Memorial planned for the historic victims of the Orkney witch-trials

UNITED KINGDOM — In the islands of Orkney, a memorial is planned for the victims of the witch trials. The site will open in 2019.

The inspiration for the project came when Professor Liv Willumsen of the University of Tromsø gave a talk at Orkney College in 2012. Professor Willumsen made a comparison between the witch trials in Scotland and those in Northern Norway, and she also mentioned a memorial to witches in Steilneset in Finnmark, Norway.

Orkney [pixabay].

Over 100 people were tried in that region, an unusually high number for Norway, with 91 people being burned at the stake. The memorial, a 400 foot wooden structure was designed by artist Louise Bourgeois and architect Peter Zumthor. It opened in 2011, and it was the prestigious artist’s last major work.

Helen Woodsford-Dean, one of the people behind the new memorial, says that she knew that Orkney could not fund something on that major of a scale, but she was also aware of other memorials recently erected elsewhere in Scotland, such as Paisley and Forfar.

Elsewhere in the country, the Pendle witch trials have also been commemorated with a statue to Alice Nutter, who was murdered by hanging. Woodsford-Dean said in the press release for the memorial:

In 2013, myself and Dr Ragnhild Ljosland (‘Raggie’) first proposed the construction of a memorial to the historic victims of the witchcraft trails in Orkney. We felt that the undeveloped area at the top of Clay Loan, known as Gallow’ha … would be an ideal location; our preference was for the installation to be sited directly within the circular area of box hedging which marks the site of the town gallows in the past.

What is asked —
- a) According to the article on the Orkney witch-trial memorial, who designed the memorial at Steilneset?
- b) Please carry on the article on the Orkney witch-trial memorial from its last sentence.
The listing after this point is separate material and has nothing to do with the article on the Orkney witch-trial memorial.

Supplied material —
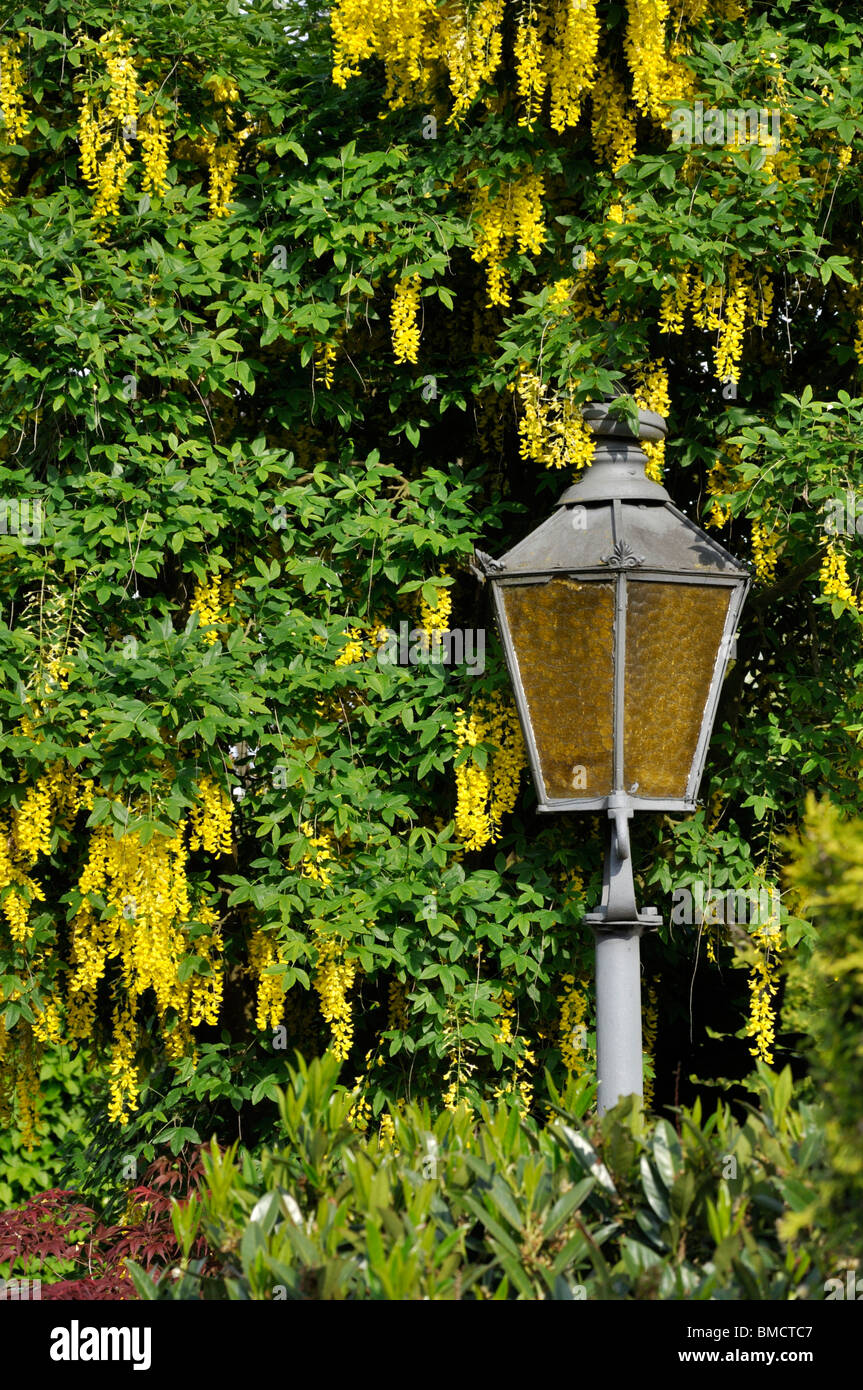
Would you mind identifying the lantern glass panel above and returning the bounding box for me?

Solved tasks —
- a) The artist Louise Bourgeois and the architect Peter Zumthor.

- b)
…We both favoured a sun-dial because of the combined symbolism of sunlight as a natural, positive image, together with time as a healer. We pictured the sun-dial as being made of a single piece of blue-grey Orkney sandstone, shaped like one of the Standing Stones of Stenness, inscribed with ‘Just People’, or similar wording, perhaps rendered in Orcadian dialect. The sun-dial would be of a vertical wall type with the gnomon being a horizontally projecting short metal pole.

Woodsford-Dean and Ljosland began a project of awareness via Orkney Radio and local press. They received sympathetic responses from Kirkwall and St Ola Community Council, the Orkney Heritage Society, and the Orkney Archaeology Society, who agreed that a memorial would be unlikely to disrupt any existing archaeological work. They also received support from local MPs.

With this encouraging response behind them, and support from the Orkney Tourist Guides Association, a ‘Kirkwall Witchy Walk’ was set up along Victoria Street; it was developed in 2015 by Fran Flett Hollinrake in conjunction with the UHI Centre for Nordic Studies.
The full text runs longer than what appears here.